__Instructions to follow__:
A faithful transcription of all the entries below is needed, without the pictures.

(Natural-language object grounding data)
---
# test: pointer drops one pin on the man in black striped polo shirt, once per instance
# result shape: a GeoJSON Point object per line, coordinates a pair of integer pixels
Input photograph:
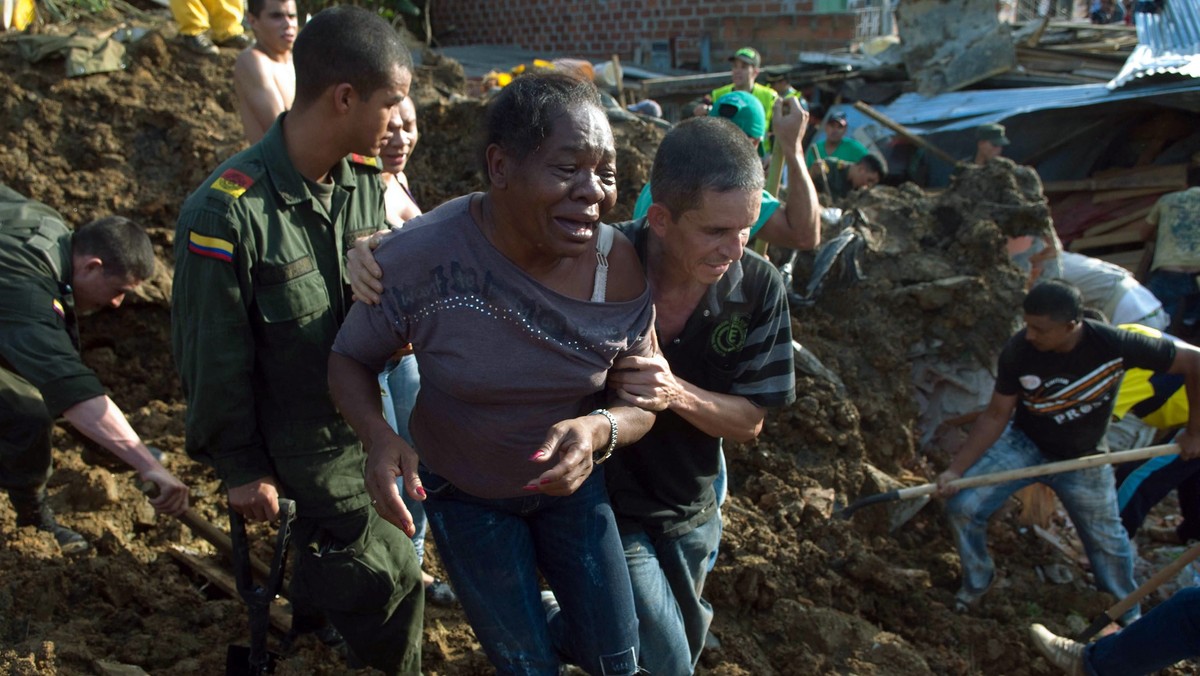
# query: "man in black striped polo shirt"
{"type": "Point", "coordinates": [726, 356]}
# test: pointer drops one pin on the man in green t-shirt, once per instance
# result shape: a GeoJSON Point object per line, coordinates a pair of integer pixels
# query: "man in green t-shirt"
{"type": "Point", "coordinates": [744, 67]}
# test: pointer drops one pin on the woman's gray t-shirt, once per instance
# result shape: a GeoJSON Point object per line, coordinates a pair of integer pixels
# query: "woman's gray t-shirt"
{"type": "Point", "coordinates": [503, 358]}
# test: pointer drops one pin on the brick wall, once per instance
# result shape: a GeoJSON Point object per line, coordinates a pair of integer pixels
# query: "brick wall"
{"type": "Point", "coordinates": [629, 28]}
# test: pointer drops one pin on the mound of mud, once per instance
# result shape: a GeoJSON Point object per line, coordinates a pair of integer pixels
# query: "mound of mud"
{"type": "Point", "coordinates": [796, 591]}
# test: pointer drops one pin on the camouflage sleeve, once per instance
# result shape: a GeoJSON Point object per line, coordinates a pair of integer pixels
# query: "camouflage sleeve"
{"type": "Point", "coordinates": [213, 341]}
{"type": "Point", "coordinates": [37, 347]}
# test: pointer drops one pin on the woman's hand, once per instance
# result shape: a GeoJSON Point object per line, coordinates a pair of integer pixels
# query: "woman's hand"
{"type": "Point", "coordinates": [568, 452]}
{"type": "Point", "coordinates": [387, 460]}
{"type": "Point", "coordinates": [363, 269]}
{"type": "Point", "coordinates": [646, 382]}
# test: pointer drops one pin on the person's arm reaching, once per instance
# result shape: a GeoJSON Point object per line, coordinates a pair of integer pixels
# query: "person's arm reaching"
{"type": "Point", "coordinates": [1187, 362]}
{"type": "Point", "coordinates": [363, 269]}
{"type": "Point", "coordinates": [259, 99]}
{"type": "Point", "coordinates": [649, 383]}
{"type": "Point", "coordinates": [984, 432]}
{"type": "Point", "coordinates": [797, 222]}
{"type": "Point", "coordinates": [102, 422]}
{"type": "Point", "coordinates": [355, 390]}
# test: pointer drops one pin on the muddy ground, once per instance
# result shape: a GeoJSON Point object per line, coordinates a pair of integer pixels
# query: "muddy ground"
{"type": "Point", "coordinates": [795, 591]}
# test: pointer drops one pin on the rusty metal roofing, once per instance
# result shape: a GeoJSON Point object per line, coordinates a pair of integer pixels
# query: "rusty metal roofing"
{"type": "Point", "coordinates": [1168, 43]}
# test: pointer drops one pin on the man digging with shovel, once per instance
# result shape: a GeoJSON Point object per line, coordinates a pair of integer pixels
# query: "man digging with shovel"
{"type": "Point", "coordinates": [1060, 375]}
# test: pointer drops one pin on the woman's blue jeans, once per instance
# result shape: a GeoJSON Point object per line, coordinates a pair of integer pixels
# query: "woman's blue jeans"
{"type": "Point", "coordinates": [400, 383]}
{"type": "Point", "coordinates": [1089, 495]}
{"type": "Point", "coordinates": [493, 550]}
{"type": "Point", "coordinates": [1163, 636]}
---
__Output for this exercise__:
# test: pointer drops one pin on the man in black striped polo shirt, once per instance
# result shape: a GeoJSON Point object per line, coordinates a pair of integer pixels
Input photograph:
# query: "man in black striped polo shirt"
{"type": "Point", "coordinates": [726, 356]}
# test: pointer drops one pin on the man in green t-shirt, once per instance
# result shape: a GeoJSON Point object per line, coordinates a pair of integer pixels
# query: "man in green t-shirt"
{"type": "Point", "coordinates": [744, 67]}
# test: pointer drops one pin on the woman's gray t-shirt, once per instance
# result shape: a GeoJSON Point object per line, coordinates a pair of integer pixels
# query: "woman's gray t-shirt"
{"type": "Point", "coordinates": [503, 358]}
# test: pointer drops one pin on the brick wall, once per instance
# result shape: a GeoJSON Point object per line, coordinates a pair of integer pixels
# query: "brick wall"
{"type": "Point", "coordinates": [629, 28]}
# test: pointer drops one pin on the mound of mud, once per instance
# result shape: a GeoJSON Point object per line, coordinates a pair of integer pixels
# query: "mound of mud"
{"type": "Point", "coordinates": [796, 591]}
# test: pointer drops one pin on the camouflage sleeve, once per instance
# result shape: a GeoJSON Point object per line, coordinates a pair of integer pixels
# query: "camouflage sleeve"
{"type": "Point", "coordinates": [213, 341]}
{"type": "Point", "coordinates": [37, 347]}
# test: pointer drops one pin on the woman's hand, once per instance
# result shape: a GeoJSON Point object per line, coordinates a pair of integer pixels
# query: "woman's hand"
{"type": "Point", "coordinates": [568, 452]}
{"type": "Point", "coordinates": [387, 460]}
{"type": "Point", "coordinates": [363, 269]}
{"type": "Point", "coordinates": [646, 382]}
# test: pointer drops one pin on the person's arm reaching, once per instance
# result shape: a GeoJSON Point object per line, coordinates a pair of integer pixels
# query: "person's arm reaching"
{"type": "Point", "coordinates": [1187, 362]}
{"type": "Point", "coordinates": [363, 269]}
{"type": "Point", "coordinates": [259, 99]}
{"type": "Point", "coordinates": [649, 383]}
{"type": "Point", "coordinates": [984, 432]}
{"type": "Point", "coordinates": [797, 222]}
{"type": "Point", "coordinates": [102, 422]}
{"type": "Point", "coordinates": [355, 390]}
# test: pointer drops one pin on the muddy ground, once per instance
# result shape: a GeoJSON Point object per line, coordinates a pair of integer pixels
# query: "muddy ground"
{"type": "Point", "coordinates": [795, 591]}
# test: pointer drops one pin on the rusty metal roofing, once per instance
# result shape: a GeoJSON Point object per line, coordinates a pair of integer pixels
# query: "rusty metal roofing"
{"type": "Point", "coordinates": [1168, 43]}
# test: pointer drops one pin on the man digging with shovel, once per instance
# result shape: a GeoJSON Point object per line, coordinates a pair of integer pixels
# query: "man digging with shovel"
{"type": "Point", "coordinates": [1060, 375]}
# test: pointer drops one pin on the woman's blue jeans, once per instance
# result shape: a GeoJSON Point object per line, coordinates a pair of integer pixels
# query: "woman's blue jeans"
{"type": "Point", "coordinates": [400, 383]}
{"type": "Point", "coordinates": [1089, 495]}
{"type": "Point", "coordinates": [493, 550]}
{"type": "Point", "coordinates": [1163, 636]}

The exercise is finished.